— Begin RECORD EXCERPTS —

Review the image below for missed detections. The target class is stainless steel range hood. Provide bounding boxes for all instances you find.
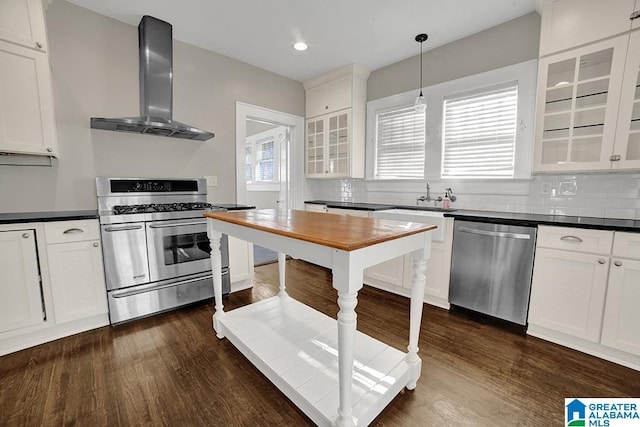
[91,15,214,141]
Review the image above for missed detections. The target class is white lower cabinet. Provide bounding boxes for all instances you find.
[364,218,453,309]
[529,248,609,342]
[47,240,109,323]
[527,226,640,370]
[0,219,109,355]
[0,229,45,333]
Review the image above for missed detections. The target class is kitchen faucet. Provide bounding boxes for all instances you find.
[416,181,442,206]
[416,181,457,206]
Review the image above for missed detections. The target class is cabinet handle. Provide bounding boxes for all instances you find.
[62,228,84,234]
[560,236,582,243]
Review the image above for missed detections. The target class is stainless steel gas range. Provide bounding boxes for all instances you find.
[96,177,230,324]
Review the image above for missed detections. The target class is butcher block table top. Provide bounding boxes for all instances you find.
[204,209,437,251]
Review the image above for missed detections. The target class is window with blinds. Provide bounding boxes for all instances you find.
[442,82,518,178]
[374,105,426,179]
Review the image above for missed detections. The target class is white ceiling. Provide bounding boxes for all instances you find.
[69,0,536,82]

— End RECORD EXCERPTS —

Write out all of the material above again, requests included but the picture left out, with every bounding box coordinate multiplied by 0.3 and rounded to a whole number, halves going up.

**TASK OUTPUT**.
Review the image below for missed detections. The target class is stainless steel range hood. Provide bounding boxes for all instances you find.
[27,5,64,42]
Review the image above for missed detections. The target class is white lower cabinet. Provide bounding boxes for all instances you find.
[109,65,136,93]
[159,74,183,103]
[14,72,33,97]
[158,68,192,111]
[0,66,33,107]
[0,69,14,100]
Review the image above for missed detections. The target class is kitchen faucet. Provide bounding boxes for all instances you find.
[125,54,133,62]
[125,54,137,62]
Review the image above for missed detections. The target class is cabinet handle. Provide bounding boxes for all instances you find.
[19,68,25,70]
[168,71,175,73]
Review the image above for missed detections. The target class is stainless steel gas range. Provide bounding boxes for all instances you find.
[29,53,69,97]
Review the image above for missed detections. The target class is butcher block table top. Provide bounding boxes for all instances you find.
[61,63,131,75]
Review the image above for missed detections. The target class is window with blinds. Provide bounding boxes for all instances you find.
[133,25,155,53]
[112,32,128,54]
Review the image above for missed detections. The target class is white ceiling. Provide bounding boxes for all instances you find.
[21,0,161,25]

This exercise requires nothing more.